→ **GIVEN TASK**
Please recast the material below as a Markdown table with the columns "Row" and "Line". Put each nonblank line in its own row, numbered in order, and leave out any blank lines.

Extracted data entries
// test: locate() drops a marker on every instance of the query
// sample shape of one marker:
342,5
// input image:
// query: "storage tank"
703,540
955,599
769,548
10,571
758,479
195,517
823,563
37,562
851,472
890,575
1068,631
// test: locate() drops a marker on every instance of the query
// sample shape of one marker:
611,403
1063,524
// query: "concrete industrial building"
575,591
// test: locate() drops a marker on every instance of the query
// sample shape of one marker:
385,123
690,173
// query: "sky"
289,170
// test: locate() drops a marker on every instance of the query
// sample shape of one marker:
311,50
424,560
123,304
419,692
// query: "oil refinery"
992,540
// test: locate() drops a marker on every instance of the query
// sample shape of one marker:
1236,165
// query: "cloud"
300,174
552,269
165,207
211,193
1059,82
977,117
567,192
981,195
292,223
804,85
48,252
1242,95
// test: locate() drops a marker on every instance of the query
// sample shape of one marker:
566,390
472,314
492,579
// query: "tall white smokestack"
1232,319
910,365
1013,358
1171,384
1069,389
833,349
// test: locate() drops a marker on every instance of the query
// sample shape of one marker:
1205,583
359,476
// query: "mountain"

→ **FINISHED TASK**
| Row | Line |
|---|---|
| 1 | // test: locate() drops a marker on every instance of the query |
| 2 | // sample shape of one marker: |
| 3 | 342,5 |
| 4 | // input image: |
| 5 | // query: "storage tank" |
| 6 | 703,540 |
| 7 | 955,599 |
| 8 | 769,548 |
| 9 | 10,571 |
| 10 | 758,479 |
| 11 | 195,517 |
| 12 | 823,563 |
| 13 | 37,562 |
| 14 | 851,472 |
| 15 | 890,575 |
| 16 | 1068,631 |
| 17 | // test: locate() drops a marker on every instance of the query |
| 18 | // sample shape of one marker: |
| 19 | 611,403 |
| 20 | 1063,524 |
| 21 | // query: "concrete industrial building" |
| 22 | 575,591 |
| 23 | // test: locate() drops a marker on every instance of the query |
| 24 | // sample shape of one marker: |
| 25 | 385,123 |
| 26 | 690,173 |
| 27 | // query: "sky" |
| 28 | 289,170 |
| 29 | // test: locate() drops a marker on every instance of the query |
| 30 | // sample shape of one marker: |
| 31 | 311,50 |
| 32 | 424,560 |
| 33 | 123,304 |
| 34 | 419,692 |
| 35 | // query: "oil refinery" |
| 36 | 992,540 |
| 37 | // test: locate() drops a marker on every instance of the query |
| 38 | // sample shape of one marker: |
| 39 | 1236,165 |
| 40 | // query: "cloud" |
| 41 | 300,174 |
| 42 | 552,269 |
| 43 | 165,207 |
| 44 | 211,193 |
| 45 | 1059,82 |
| 46 | 977,117 |
| 47 | 567,192 |
| 48 | 981,195 |
| 49 | 292,223 |
| 50 | 804,85 |
| 51 | 48,252 |
| 52 | 1242,95 |
| 53 | // test: locate() drops a marker on every instance of the query |
| 54 | // sample shape of one marker: |
| 55 | 566,390 |
| 56 | 472,314 |
| 57 | 492,579 |
| 58 | // query: "tall white smokestack" |
| 59 | 1232,319 |
| 60 | 910,365 |
| 61 | 1013,358 |
| 62 | 1171,384 |
| 63 | 1069,389 |
| 64 | 833,349 |
| 65 | // test: locate() drops a marker on every instance of the query |
| 66 | // sample shape of one marker: |
| 67 | 1205,583 |
| 68 | 359,476 |
| 69 | // query: "mountain" |